* _What the task asks_
Please print every record exactly as it stands, leaving out the pictures.

══════════════════════════════

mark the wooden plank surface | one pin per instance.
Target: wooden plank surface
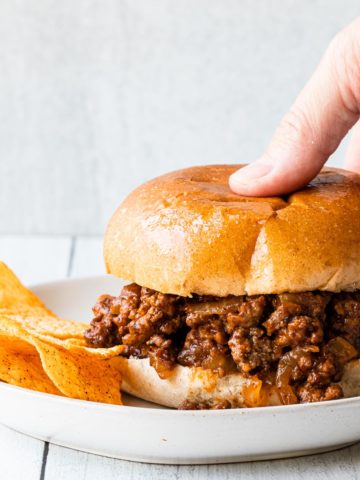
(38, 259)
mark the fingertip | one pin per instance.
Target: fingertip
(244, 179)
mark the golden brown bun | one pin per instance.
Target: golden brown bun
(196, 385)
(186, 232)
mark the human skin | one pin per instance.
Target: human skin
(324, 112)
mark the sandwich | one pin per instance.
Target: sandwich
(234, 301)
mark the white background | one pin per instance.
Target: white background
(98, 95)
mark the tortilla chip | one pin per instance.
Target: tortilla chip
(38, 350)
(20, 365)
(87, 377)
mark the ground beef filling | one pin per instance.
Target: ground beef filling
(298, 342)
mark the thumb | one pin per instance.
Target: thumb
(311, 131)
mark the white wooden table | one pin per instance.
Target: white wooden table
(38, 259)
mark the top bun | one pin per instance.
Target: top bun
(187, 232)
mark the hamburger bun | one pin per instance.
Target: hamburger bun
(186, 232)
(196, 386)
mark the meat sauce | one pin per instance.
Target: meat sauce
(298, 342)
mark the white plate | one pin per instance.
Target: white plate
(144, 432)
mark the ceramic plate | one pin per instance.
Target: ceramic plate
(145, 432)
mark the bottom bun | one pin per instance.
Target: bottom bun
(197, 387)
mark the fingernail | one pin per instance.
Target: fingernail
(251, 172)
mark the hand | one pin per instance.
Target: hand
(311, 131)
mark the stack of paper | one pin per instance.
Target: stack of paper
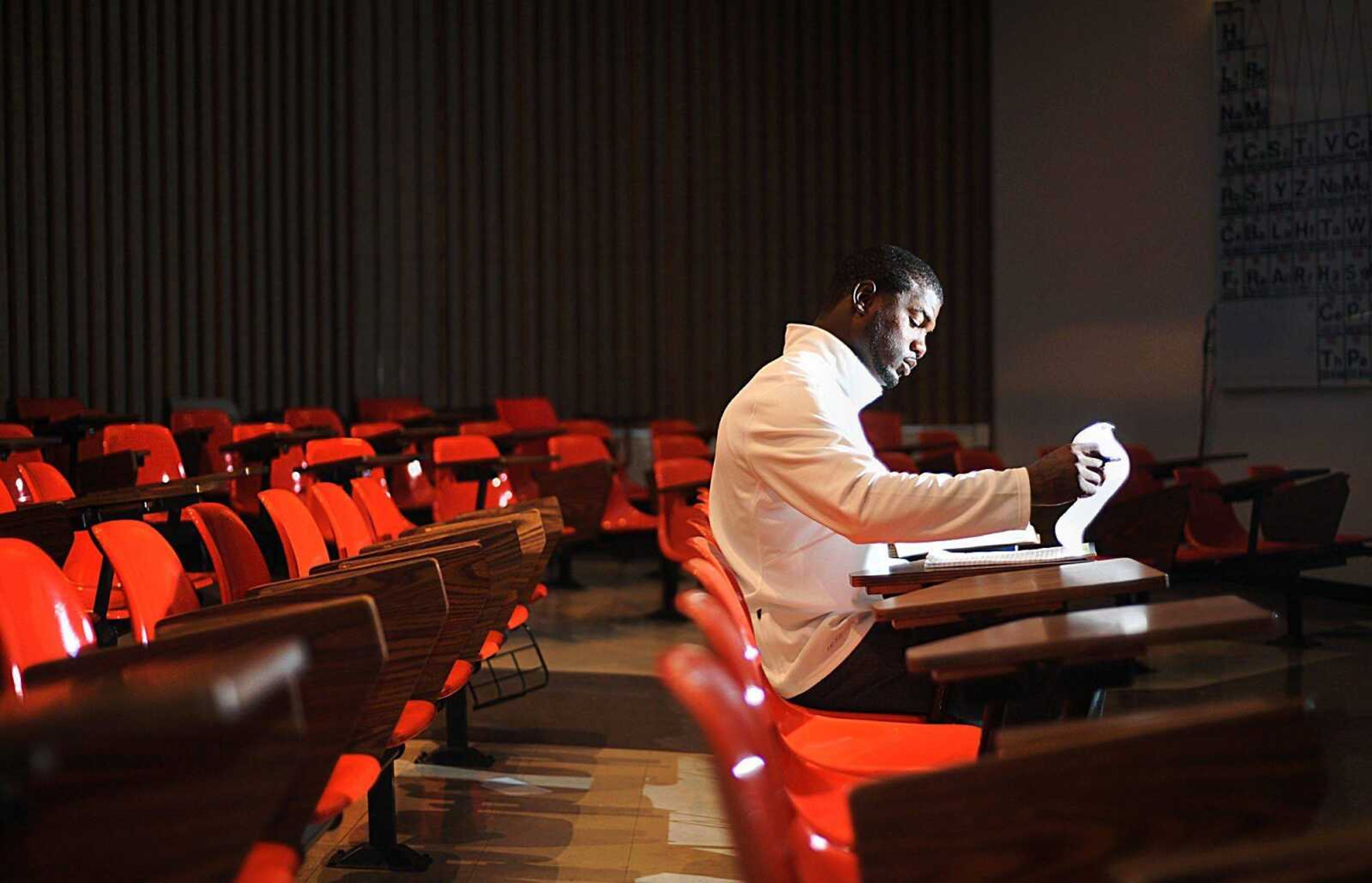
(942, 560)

══════════════════════════════

* _Output of the task_
mark the wooden plank surface | one pin per instance.
Target: wooden plank surface
(38, 259)
mark the fingertip | one pin per instance.
Target: fingertip
(244, 179)
mark the golden brown bun | one pin per instance.
Target: golden brown bun
(196, 385)
(186, 232)
mark the human skin | one pin per instance.
Target: human skin
(324, 112)
mark the sandwich | one pin per instance.
Target: sandwich
(234, 301)
mark the white background | one pin per instance.
Target: white background
(98, 95)
mark the tortilla chip | one pin per instance.
Target: tortilla chip
(38, 350)
(20, 365)
(87, 377)
mark the ground beef filling | one pin per instance.
Target: ground beef filling
(298, 342)
mark the thumb | one pin per instance.
Target: thumb
(311, 131)
mark the white wooden table | one pin per instance.
Target: white wooden table
(38, 259)
mark the top bun | one pin per instance.
Target: top bun
(187, 232)
mark the hamburger bun | one pin per instance.
Target: hamburger bun
(186, 232)
(196, 386)
mark the meat sauce | one pin per instance.
Target: meat sauce
(298, 342)
mark the white plate | one pin per instance.
Target: white plate
(144, 432)
mark the ceramic plate | one pin per instance.
Target: ceramic plate
(145, 432)
mark the bottom bun | one pin per instance.
Target: bottom bun
(197, 387)
mark the fingernail | one pin per instance.
Target: fingernail
(251, 172)
mark the hand | one pin per instance.
Target: hand
(311, 131)
mark the stack of paper | one pin per instance.
Target: stack of paper
(942, 560)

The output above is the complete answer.